** Opening Record set block **
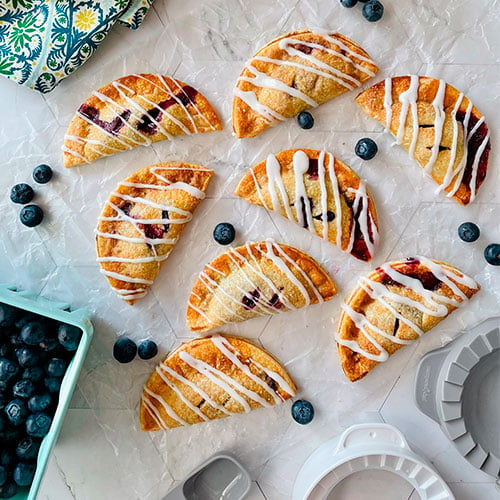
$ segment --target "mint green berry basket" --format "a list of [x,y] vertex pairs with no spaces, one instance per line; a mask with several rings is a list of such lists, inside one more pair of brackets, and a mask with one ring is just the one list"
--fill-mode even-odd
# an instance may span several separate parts
[[8,304],[24,311],[29,311],[47,318],[52,318],[61,323],[76,326],[82,331],[82,338],[78,345],[71,363],[64,375],[61,390],[59,392],[59,403],[52,419],[49,433],[45,436],[38,453],[35,477],[30,488],[20,488],[13,500],[35,500],[40,488],[50,453],[61,430],[64,415],[75,389],[78,375],[87,354],[94,328],[89,320],[88,313],[84,309],[72,310],[65,302],[48,300],[39,295],[27,291],[19,291],[16,287],[0,284],[0,302]]

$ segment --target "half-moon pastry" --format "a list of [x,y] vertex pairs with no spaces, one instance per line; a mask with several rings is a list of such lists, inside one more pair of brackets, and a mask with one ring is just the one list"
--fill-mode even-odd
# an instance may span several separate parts
[[336,335],[347,378],[363,378],[479,289],[456,267],[425,257],[389,262],[361,277],[342,304]]
[[378,242],[373,199],[358,175],[331,153],[289,149],[270,154],[248,170],[235,194],[358,259],[373,257]]
[[144,386],[141,429],[246,413],[280,404],[295,392],[280,362],[248,340],[228,335],[190,340],[172,351]]
[[221,129],[212,105],[193,87],[163,75],[128,75],[93,92],[78,108],[64,136],[64,166]]
[[204,332],[330,300],[326,271],[306,253],[271,240],[230,248],[207,264],[191,291],[187,325]]
[[472,102],[443,80],[387,78],[356,98],[438,184],[467,205],[486,177],[490,134]]
[[340,33],[287,33],[261,48],[241,72],[234,89],[234,133],[255,137],[361,86],[377,72],[370,56]]
[[133,173],[111,193],[97,226],[97,261],[129,304],[144,297],[193,211],[213,170],[159,163]]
** Closing Record set block **
Task description: Across all the entries above, how many lines hold the word "pairs"? Answer with the number only.

Answer for the task: 2